▸ **TASK REQUIREMENTS**: Look for the line containing "If you could tag each instance of the lamb" in the listing below. Retype that line and every subsequent line through the last one, and only those.

** Start of DATA TO USE **

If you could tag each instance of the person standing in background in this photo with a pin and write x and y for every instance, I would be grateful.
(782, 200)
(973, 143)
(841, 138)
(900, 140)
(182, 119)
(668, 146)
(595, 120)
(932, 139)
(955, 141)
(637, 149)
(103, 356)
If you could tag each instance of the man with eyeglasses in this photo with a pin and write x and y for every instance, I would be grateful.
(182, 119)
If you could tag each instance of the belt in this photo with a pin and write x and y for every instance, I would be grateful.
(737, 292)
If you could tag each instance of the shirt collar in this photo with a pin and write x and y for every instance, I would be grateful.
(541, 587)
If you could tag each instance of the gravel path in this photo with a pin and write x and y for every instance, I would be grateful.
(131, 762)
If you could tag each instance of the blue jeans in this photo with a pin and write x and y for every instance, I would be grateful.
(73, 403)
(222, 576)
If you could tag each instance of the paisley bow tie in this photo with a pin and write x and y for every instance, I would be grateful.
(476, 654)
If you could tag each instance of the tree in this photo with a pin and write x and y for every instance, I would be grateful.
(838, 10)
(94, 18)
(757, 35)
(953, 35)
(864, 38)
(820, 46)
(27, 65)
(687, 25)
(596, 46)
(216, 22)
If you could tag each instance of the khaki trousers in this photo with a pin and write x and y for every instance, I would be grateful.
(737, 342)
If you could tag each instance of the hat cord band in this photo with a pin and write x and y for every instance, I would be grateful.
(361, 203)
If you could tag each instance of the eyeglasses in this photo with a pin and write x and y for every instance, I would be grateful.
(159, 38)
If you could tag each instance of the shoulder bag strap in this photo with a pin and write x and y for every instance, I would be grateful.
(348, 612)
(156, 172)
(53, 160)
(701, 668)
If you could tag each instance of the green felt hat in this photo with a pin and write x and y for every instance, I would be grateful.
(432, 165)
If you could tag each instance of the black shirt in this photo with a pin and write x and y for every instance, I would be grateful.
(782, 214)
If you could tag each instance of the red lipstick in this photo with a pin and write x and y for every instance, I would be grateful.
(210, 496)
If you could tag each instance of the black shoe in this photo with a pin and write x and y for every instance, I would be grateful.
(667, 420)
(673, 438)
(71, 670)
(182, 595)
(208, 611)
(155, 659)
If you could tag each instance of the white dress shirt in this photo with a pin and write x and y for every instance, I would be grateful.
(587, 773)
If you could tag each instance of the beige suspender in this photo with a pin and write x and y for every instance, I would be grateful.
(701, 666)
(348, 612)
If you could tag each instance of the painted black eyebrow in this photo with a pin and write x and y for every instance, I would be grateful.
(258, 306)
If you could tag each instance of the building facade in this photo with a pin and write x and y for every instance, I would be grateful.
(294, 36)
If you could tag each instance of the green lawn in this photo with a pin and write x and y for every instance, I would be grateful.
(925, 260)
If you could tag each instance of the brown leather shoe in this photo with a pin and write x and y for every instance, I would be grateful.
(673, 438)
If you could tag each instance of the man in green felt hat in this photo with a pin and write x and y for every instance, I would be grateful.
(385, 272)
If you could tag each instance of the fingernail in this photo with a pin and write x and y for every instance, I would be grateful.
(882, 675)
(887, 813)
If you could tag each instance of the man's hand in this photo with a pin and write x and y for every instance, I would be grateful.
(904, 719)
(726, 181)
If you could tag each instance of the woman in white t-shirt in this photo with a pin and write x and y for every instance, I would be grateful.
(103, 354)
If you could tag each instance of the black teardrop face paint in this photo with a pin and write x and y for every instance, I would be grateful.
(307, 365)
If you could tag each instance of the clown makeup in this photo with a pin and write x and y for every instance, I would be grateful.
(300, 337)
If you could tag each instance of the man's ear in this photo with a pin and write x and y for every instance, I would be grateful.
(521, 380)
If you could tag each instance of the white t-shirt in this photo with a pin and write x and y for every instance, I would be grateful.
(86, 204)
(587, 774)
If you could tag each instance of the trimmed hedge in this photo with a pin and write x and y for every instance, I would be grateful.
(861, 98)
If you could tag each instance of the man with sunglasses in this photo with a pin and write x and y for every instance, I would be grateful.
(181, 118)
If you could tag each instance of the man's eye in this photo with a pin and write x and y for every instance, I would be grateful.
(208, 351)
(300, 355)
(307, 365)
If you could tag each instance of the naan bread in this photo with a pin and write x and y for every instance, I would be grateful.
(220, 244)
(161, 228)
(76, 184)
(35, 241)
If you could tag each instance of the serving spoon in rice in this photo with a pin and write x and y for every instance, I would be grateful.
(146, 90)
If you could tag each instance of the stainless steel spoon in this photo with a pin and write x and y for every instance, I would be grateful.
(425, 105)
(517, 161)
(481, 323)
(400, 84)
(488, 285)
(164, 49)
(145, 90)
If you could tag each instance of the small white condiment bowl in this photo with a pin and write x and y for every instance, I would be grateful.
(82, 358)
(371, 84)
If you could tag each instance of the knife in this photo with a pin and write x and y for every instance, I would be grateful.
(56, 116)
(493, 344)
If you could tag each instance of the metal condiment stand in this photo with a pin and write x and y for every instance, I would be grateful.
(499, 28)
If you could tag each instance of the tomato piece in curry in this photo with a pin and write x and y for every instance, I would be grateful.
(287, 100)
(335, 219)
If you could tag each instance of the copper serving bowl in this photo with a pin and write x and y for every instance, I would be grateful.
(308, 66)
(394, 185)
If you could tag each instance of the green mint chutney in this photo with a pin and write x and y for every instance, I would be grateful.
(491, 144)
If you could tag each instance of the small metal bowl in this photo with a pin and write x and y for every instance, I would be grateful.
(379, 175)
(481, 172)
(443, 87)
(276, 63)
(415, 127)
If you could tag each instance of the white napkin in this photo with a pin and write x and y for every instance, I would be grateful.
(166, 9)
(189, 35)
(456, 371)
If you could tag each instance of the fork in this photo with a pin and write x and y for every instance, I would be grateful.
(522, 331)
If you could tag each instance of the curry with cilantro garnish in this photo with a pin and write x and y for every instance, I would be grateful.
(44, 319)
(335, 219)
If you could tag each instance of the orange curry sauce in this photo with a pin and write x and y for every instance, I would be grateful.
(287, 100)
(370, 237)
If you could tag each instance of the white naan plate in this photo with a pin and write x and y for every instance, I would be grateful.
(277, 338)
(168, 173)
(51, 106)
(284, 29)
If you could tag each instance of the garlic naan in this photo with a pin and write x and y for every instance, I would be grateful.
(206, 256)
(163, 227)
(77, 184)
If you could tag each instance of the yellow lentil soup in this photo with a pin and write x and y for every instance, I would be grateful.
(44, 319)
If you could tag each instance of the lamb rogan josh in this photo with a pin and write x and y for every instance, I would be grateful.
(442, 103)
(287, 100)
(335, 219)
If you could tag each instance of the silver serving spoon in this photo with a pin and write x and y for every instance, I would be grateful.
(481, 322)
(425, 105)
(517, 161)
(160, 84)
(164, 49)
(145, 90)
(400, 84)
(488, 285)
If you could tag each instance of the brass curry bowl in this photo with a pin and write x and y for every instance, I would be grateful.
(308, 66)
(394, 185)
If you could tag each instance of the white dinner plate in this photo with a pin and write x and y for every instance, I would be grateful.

** End of DATA TO USE **

▸ **OUTPUT FOR THIS EXERCISE**:
If you could tag each instance of the lamb rogan josh in this photo with a pin and write x and y for every instance, I would be grateful.
(442, 103)
(287, 100)
(335, 219)
If you could tag each instance of the silver serving spoon in this photo with a pin and write x and y for every instance, I would be grateful.
(481, 322)
(425, 105)
(517, 161)
(160, 84)
(164, 49)
(145, 90)
(400, 84)
(488, 285)
If you could tag each instance of the brass curry bowl in this photo with a pin and write x and y for every instance, I would be grateful.
(308, 66)
(394, 185)
If you could tag each instance of the white dinner plate in this photo with a pin and write x and y for every instance, I would be grateful.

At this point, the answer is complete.